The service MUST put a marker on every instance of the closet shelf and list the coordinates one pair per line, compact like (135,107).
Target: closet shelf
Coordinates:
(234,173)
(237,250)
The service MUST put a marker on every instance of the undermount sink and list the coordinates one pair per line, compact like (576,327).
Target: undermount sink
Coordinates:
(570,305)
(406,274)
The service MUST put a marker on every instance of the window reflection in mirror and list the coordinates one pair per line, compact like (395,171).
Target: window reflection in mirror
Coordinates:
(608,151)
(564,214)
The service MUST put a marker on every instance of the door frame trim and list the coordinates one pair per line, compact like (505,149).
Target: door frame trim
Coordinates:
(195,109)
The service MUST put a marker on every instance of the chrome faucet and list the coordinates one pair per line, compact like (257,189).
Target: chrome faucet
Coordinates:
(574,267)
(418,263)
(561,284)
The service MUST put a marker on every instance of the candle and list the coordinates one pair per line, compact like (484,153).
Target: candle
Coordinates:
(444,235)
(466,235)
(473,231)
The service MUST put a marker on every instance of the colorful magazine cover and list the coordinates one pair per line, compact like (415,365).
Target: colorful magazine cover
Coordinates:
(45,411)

===============

Copy out every one of the rows above, requests included, and add 76 to each number in the answer coordinates. Leave the requests and their sample pairs unchanged.

- **Result of this task**
The service MUST put a marker on every instance of the closet shelf and list the coordinates one pair per line, compact like (135,107).
Target: closet shelf
Coordinates:
(310,249)
(313,326)
The service MUST put a marker on every instance of the undermount sink and list the coordinates one pair per line, compact like (576,327).
Target: undermount sink
Coordinates:
(646,381)
(482,350)
The service MUST put a marker on every instance of the window reflection in mirror and list the coordinates one pair per line, compact like (395,171).
Target: window reflection in mirror
Coordinates:
(684,227)
(640,290)
The service MUST put a marker on every instance of the door frame trim and list the coordinates one pair per line, compact like (505,149).
Target: door frame trim
Coordinates:
(271,185)
The service MUST put a marker on every instance of the chrome faucet and list the coordinates one pair per line, compact like (257,189).
Target: chrome faucet
Coordinates:
(650,343)
(494,339)
(637,360)
The service MUST put a marker on every instance of the candle and list the coordinates one pair per line, compact like (484,153).
Target: candle
Coordinates:
(520,311)
(542,311)
(549,307)
The service MUST put a marker on every instance of the colorful magazine cover and list the coordinates one pair per line, compact like (415,365).
Target: colorful magazine cover
Coordinates:
(121,487)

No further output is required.